*Material for this exercise*.
━━━━━━━━━━━━━━━━

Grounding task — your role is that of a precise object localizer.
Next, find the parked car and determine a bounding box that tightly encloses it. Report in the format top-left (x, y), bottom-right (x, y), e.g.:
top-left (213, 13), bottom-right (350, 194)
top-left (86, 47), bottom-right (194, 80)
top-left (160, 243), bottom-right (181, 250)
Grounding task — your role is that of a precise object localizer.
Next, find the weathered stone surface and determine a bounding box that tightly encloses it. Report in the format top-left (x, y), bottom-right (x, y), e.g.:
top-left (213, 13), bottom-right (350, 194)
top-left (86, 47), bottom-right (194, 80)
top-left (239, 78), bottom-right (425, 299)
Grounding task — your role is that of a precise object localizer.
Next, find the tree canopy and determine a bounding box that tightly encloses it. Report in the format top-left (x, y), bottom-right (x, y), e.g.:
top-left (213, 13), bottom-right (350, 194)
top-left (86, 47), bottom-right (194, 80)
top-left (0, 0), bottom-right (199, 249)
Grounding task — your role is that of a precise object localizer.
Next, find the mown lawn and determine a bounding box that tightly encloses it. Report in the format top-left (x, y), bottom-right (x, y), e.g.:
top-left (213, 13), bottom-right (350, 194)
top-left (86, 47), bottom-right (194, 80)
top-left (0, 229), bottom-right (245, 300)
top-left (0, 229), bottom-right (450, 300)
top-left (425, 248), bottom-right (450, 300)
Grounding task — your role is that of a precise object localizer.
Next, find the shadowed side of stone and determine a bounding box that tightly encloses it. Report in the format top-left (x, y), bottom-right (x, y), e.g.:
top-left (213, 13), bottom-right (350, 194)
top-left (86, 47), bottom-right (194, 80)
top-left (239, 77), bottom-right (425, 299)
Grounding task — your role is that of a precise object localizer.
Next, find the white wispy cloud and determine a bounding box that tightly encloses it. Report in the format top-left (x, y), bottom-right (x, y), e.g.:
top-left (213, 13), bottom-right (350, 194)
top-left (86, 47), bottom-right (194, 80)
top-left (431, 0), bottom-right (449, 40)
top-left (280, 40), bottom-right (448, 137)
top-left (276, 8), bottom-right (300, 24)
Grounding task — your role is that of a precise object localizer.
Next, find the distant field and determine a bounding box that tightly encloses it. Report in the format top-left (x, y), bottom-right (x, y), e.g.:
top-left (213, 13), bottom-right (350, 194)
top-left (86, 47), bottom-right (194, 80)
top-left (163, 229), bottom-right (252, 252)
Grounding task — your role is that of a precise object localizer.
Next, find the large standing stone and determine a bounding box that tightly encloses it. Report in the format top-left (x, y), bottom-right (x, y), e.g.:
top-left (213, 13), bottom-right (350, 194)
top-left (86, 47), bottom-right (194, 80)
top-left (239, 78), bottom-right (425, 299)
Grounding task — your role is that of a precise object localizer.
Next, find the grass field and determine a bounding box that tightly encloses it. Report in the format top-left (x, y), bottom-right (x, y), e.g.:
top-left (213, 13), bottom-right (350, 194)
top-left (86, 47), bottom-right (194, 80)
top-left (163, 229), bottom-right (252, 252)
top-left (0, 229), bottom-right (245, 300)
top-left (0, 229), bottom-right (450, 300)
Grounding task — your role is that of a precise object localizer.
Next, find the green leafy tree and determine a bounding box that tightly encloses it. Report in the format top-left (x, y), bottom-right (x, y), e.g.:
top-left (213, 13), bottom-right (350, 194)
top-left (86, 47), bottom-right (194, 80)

━━━━━━━━━━━━━━━━

*Written task*.
Convert the lines above into a numbered list, omitting any blank lines.

*Task answer*.
1. Grounding task — your role is that of a precise object localizer.
2. Next, find the parked car and determine a bounding box that tightly encloses it. Report in the format top-left (x, y), bottom-right (x, y), e.g.:
3. top-left (213, 13), bottom-right (350, 194)
4. top-left (86, 47), bottom-right (194, 80)
5. top-left (160, 243), bottom-right (181, 250)
6. Grounding task — your role is that of a precise object localizer.
7. Next, find the weathered stone surface and determine a bounding box that tightly encloses it. Report in the format top-left (x, y), bottom-right (x, y), e.g.:
8. top-left (213, 13), bottom-right (350, 194)
9. top-left (86, 47), bottom-right (194, 80)
10. top-left (239, 78), bottom-right (425, 299)
11. Grounding task — your role is that of a precise object localizer.
12. Next, find the tree canopy and determine a bounding box that tightly encloses it. Report in the format top-left (x, y), bottom-right (x, y), e.g.:
13. top-left (213, 13), bottom-right (350, 194)
14. top-left (86, 47), bottom-right (194, 80)
15. top-left (0, 0), bottom-right (199, 249)
16. Grounding task — your role is that of a precise object localizer.
17. Next, find the mown lawn and determine a bounding box that tightly encloses it. Report in the format top-left (x, y), bottom-right (x, y), e.g.:
18. top-left (213, 13), bottom-right (350, 194)
19. top-left (86, 47), bottom-right (194, 80)
20. top-left (0, 229), bottom-right (245, 300)
21. top-left (0, 229), bottom-right (450, 300)
22. top-left (425, 248), bottom-right (450, 300)
23. Grounding task — your role is that of a precise object localizer.
24. Next, find the shadowed side of stone and determine a bounding box that tightly encloses it. Report in the format top-left (x, y), bottom-right (x, y), e.g.:
25. top-left (213, 13), bottom-right (350, 194)
26. top-left (86, 47), bottom-right (194, 80)
27. top-left (239, 77), bottom-right (425, 299)
28. Grounding task — your role is that of a precise object localizer.
29. Next, find the white wispy cloud and determine a bounding box that tightly encloses it. Report in the format top-left (x, y), bottom-right (x, y), e.g.:
30. top-left (213, 13), bottom-right (350, 194)
31. top-left (86, 47), bottom-right (194, 80)
32. top-left (431, 0), bottom-right (449, 40)
33. top-left (280, 40), bottom-right (448, 137)
34. top-left (276, 8), bottom-right (300, 24)
35. Grounding task — your role is that of a precise object localizer.
36. Next, find the distant field and determine a bounding box that tightly encloses it. Report in the format top-left (x, y), bottom-right (x, y), e.g.:
37. top-left (213, 13), bottom-right (350, 194)
38. top-left (86, 47), bottom-right (194, 80)
39. top-left (163, 229), bottom-right (252, 252)
40. Grounding task — your role is that of a precise object localizer.
41. Next, find the large standing stone and determine a bounding box that tightly encloses it. Report in the format top-left (x, y), bottom-right (x, y), e.g.:
42. top-left (213, 13), bottom-right (350, 194)
43. top-left (86, 47), bottom-right (194, 80)
44. top-left (239, 78), bottom-right (425, 299)
45. Grounding task — your role is that of a precise object localizer.
46. Next, find the grass field and determine a bounding box that tightly encloses it. Report in the format top-left (x, y), bottom-right (x, y), e.g.:
47. top-left (213, 13), bottom-right (350, 194)
48. top-left (86, 47), bottom-right (194, 80)
49. top-left (163, 229), bottom-right (252, 252)
50. top-left (0, 229), bottom-right (245, 300)
51. top-left (0, 229), bottom-right (450, 300)
52. Grounding task — your role is that of a precise object localizer.
53. Next, find the green leafy tree and determine a bounding box that tightly encloses it. Report in the format top-left (x, y), bottom-right (x, y), e.g.:
54. top-left (213, 13), bottom-right (350, 194)
55. top-left (86, 47), bottom-right (194, 80)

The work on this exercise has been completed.